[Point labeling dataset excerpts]
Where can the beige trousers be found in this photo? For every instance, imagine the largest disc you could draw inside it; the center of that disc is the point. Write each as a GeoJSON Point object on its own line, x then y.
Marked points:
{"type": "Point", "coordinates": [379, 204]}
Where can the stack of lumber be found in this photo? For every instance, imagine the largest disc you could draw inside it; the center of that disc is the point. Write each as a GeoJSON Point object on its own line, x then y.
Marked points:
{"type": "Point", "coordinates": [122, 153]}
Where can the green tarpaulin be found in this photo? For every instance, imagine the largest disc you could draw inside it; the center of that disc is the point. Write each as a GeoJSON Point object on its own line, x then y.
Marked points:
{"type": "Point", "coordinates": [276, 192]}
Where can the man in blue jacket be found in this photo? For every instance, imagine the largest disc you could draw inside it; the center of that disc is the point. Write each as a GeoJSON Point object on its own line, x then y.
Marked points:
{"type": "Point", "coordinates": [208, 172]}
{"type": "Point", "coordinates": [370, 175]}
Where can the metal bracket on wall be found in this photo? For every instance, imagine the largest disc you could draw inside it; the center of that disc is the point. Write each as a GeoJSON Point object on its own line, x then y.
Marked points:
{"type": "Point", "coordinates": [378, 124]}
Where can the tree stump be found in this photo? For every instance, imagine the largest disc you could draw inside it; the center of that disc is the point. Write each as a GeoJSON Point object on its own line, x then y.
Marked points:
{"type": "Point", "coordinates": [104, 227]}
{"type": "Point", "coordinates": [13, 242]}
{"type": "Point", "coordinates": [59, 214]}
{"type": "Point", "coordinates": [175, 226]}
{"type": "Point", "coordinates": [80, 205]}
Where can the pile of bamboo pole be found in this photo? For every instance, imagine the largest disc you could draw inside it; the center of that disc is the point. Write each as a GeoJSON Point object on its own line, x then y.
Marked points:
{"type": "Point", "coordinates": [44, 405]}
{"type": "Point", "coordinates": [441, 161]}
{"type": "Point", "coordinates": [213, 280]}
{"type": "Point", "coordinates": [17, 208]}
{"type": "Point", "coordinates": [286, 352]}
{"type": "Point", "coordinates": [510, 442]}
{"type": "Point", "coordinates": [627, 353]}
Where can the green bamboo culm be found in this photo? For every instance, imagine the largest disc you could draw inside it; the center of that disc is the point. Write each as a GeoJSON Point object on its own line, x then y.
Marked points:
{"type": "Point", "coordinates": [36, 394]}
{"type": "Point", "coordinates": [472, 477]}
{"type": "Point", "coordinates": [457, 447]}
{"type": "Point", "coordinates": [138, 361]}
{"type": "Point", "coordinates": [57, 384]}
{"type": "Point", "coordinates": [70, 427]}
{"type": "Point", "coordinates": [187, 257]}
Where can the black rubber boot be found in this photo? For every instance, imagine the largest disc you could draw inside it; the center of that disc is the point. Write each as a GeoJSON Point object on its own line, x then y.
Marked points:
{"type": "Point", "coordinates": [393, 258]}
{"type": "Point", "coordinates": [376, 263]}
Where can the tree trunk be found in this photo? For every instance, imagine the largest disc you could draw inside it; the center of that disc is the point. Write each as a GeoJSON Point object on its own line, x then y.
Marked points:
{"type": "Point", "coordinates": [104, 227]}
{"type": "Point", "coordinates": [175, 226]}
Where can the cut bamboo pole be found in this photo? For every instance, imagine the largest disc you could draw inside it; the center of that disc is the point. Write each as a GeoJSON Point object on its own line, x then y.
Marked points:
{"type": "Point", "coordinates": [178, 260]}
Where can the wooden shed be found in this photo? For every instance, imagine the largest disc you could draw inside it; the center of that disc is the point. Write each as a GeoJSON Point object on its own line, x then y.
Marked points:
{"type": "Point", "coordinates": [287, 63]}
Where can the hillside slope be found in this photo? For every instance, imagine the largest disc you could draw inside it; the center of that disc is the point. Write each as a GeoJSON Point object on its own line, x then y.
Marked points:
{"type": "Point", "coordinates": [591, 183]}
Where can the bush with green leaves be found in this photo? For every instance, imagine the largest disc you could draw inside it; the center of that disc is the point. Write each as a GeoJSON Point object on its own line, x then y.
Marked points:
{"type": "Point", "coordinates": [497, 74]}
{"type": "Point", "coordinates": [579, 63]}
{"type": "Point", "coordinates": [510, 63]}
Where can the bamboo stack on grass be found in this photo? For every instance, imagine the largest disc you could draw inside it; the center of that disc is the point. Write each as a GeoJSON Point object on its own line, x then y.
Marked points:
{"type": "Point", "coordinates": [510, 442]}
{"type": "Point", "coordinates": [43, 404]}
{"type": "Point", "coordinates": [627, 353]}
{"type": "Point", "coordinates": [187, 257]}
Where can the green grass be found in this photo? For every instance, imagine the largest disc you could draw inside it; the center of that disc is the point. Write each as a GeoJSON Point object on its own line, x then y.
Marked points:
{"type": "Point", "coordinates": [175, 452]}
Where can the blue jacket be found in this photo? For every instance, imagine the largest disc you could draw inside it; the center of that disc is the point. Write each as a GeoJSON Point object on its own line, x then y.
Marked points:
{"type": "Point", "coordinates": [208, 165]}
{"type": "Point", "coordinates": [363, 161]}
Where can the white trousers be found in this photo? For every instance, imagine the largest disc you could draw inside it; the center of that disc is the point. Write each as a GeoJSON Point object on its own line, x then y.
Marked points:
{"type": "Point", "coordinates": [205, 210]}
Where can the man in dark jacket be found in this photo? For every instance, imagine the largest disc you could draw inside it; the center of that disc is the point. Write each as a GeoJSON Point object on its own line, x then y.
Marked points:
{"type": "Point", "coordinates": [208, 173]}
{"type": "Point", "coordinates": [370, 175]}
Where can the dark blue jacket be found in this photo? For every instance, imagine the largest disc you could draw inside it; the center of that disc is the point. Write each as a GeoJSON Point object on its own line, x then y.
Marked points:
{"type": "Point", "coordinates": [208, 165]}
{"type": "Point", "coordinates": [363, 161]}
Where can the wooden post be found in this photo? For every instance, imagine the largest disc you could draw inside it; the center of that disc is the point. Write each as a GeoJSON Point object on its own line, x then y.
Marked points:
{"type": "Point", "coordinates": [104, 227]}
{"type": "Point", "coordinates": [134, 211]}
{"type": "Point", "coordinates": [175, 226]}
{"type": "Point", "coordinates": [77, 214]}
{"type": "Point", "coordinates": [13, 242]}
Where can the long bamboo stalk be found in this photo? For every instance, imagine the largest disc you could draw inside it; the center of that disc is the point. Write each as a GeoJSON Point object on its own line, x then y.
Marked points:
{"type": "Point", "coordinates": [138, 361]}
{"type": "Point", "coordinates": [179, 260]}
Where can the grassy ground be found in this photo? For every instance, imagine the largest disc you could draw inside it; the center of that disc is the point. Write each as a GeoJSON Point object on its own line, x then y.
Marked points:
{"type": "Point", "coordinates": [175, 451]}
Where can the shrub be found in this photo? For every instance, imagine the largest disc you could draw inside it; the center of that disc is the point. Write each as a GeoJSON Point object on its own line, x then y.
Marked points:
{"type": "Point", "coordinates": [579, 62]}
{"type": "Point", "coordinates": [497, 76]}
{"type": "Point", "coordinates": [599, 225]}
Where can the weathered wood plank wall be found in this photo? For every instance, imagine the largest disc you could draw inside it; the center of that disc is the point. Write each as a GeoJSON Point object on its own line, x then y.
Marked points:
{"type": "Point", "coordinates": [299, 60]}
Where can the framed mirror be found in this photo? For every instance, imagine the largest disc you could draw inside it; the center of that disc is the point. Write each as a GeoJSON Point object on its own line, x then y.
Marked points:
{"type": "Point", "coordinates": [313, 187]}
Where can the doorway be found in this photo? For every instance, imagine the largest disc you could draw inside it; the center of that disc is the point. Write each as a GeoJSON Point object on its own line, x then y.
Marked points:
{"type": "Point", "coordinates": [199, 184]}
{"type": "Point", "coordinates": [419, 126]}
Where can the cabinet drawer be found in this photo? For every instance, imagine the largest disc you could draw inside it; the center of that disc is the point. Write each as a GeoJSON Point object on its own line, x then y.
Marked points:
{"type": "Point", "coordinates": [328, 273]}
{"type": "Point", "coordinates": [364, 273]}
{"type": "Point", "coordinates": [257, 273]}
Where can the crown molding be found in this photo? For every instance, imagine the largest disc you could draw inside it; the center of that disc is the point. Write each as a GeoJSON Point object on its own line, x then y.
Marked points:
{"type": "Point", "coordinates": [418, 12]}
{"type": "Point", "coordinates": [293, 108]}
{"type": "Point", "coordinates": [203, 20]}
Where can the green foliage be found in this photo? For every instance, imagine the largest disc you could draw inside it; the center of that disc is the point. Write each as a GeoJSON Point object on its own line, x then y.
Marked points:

• SHORT EXERCISE:
Print only the lines from the one with "Where can the weathered" to the end of the records, both included.

• EXPECTED ANSWER:
Where can the weathered wood plank wall be found in this photo? For every instance, imagine the largest disc you could draw inside it; the center of that disc is the point. Write each as a GeoJSON Point object on its own line, x then y.
Marked points:
{"type": "Point", "coordinates": [299, 60]}
Where can the framed mirror be found in this photo? For every instance, imagine the largest disc you could draw inside it; the center of that disc is the point. Write each as a GeoJSON Point object on its own line, x then y.
Marked points:
{"type": "Point", "coordinates": [313, 187]}
Where can the doorway be found in this photo? For every instance, imagine the largest disc you could draw inside it; the center of that disc is the point. Write each as a GeoJSON Point object on its own line, x then y.
Marked points:
{"type": "Point", "coordinates": [199, 184]}
{"type": "Point", "coordinates": [419, 126]}
Where can the cabinet drawer be found in this photo? For every instance, imagine the largest disc you could draw inside it; the center of that disc is the point. Write each as a GeoJSON Point object on its own line, x then y.
Marked points:
{"type": "Point", "coordinates": [328, 273]}
{"type": "Point", "coordinates": [364, 273]}
{"type": "Point", "coordinates": [257, 273]}
Where can the crown molding be found in this photo? For every instance, imagine the largest disc you could draw inside it; the center of that disc is the point. Write each as a GeoJSON Point object on its own line, x then y.
Marked points:
{"type": "Point", "coordinates": [418, 12]}
{"type": "Point", "coordinates": [293, 108]}
{"type": "Point", "coordinates": [203, 20]}
Where can the green foliage be found in this photo? For every instance, imagine the largest disc you could draw inside it; the center of that disc is the point. Write each as a GeoJSON Point object on its own line, x then y.
Marked points:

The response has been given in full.